[SELECTED EXCERPT]

Case Report
Copyright ©The Author(s) 2016. Published by Baishideng Publishing Group Inc. All rights reserved.
World J Gastroenterol. Apr 14, 2016; 22(14): 3869-3874
Published online Apr 14, 2016. doi: 10.3748/wjg.v22.i14.3869
Ileo-right hemi-colonic cervical pull-up on a non-supercharged ileocolic arterial pedicle: A technical and case report
Andreas RR Weiss, Christina Hackl, Yorick Soeder, Hans J Schlitt, Marc-H Dahlke
Andreas RR Weiss, Christina Hackl, Yorick Soeder, Hans J Schlitt, Marc-H Dahlke, Department of Surgery, University Medical Center Regensburg, 93042 Regensburg, Germany
Author contributions: Weiss ARR drafted and wrote the manuscript; Hackl C, Soeder Y and Dahlke MH drafted and critically revised the manuscript; Schlitt HJ critically revised the manuscript.
Institutional review board statement: This case report was exempt from the Institutional Review Board standards at the University Medical Center Regensburg.
Informed consent statement: The patient involved in this study gave his written informed consent authorizing use and disclosure of his protected health information.
Conflict-of-interest statement: All the authors have no conflicts of interests to declare.
Open-Access: This article is an open-access article which was selected by an in-house editor and fully peer-reviewed by external reviewers. It is distributed in accordance with the Creative Commons Attribution Non Commercial (CC BY-NC 4.0) license, which permits others to distribute, remix, adapt, build upon this work non-commercially, and license their derivative works on different terms, provided the original work is properly cited and the use is non-commercial. See: http://creativecommons.org/licenses/by-nc/4.0/
Correspondence to: Andreas RR Weiss, MD, Department of Surgery, University Medical Center Regensburg, Franz-Josef-Strauß-Allee 11, 93042 Regensburg, Germany. andreas1.weiss@ukr.de
Telephone: +49-941-9446801 Fax: +49-941-9446802
Received: December 12, 2015
Peer-review started: December 12, 2015
First decision: December 21, 2015
Revised: January 4, 2016
Accepted: January 30, 2016
Article in press: January 30, 2016
Published online: April 14, 2016
Abstract

Esophageal reconstruction can be challenging when stomach and colon are not anatomically intact and their use as esophageal substitutes is therefore limited. Innovative individual approaches are then necessary to restore the intestinal passage. We describe a technique in which a short stump of the right hemicolon and 25 cm of ileum on a long, non-supercharged, fully mobilized ileocolic arterial pedicle were used for esophageal reconstruction to the neck. In this case, a 65 year-old male patient had accidentally indigested hydrochloric acid which caused necrosis of his upper digestive tract. An emergency esophagectomy, gastrectomy, duodenectomy, pancreatectomy and splenectomy had been performed in an outside hospital. A cervical esophagostomy and a biliodigestive anastomosis had been created and a jejunal catheter for enteral feeding had been placed. After the patient had recovered, a reconstruction of his food passage via the left and transverse colon failed for technical reasons due to an intraoperative necrotic demarcation of the colon. Our team then faced the situation that only a short stump of the right hemi-colon was left in situ when the patient was referred to our center. After intensified nutritional therapy, we reconstructed this patient’s food passage with the right hemicolon-approach described herein. After treatment of a postoperative pneumonia, the patient was discharged from hospital on the 26th postoperative day in a good clinical condition on an oral-only diet. In conclusion, individual approaches for long-segment reconstruction of the esophagus can be technically feasible in experienced hands. They do not always require arterial supercharging or free intestinal transplantation.

[/SELECTED EXCERPT]

_ACTIVITY 1_
Quote everything in the case report from "Institutional review board statement: This" down to "protected health information.".
_ACTIVITY 2_
According to the case report, which organs were removed in the emergency operation at the outside hospital? List the procedures.

[DATA BLOCK]

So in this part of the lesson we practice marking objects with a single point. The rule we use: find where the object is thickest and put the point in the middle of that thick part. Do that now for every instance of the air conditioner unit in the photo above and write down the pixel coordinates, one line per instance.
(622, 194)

[/DATA BLOCK]

_WRITTEN ANSWER 1_
Institutional review board statement: This case report was exempt from the Institutional Review Board standards at the University Medical Center Regensburg.
Informed consent statement: The patient involved in this study gave his written informed consent authorizing use and disclosure of his protected health information.

_WRITTEN ANSWER 2_
- Esophagectomy
- Gastrectomy
- Duodenectomy
- Pancreatectomy
- Splenectomy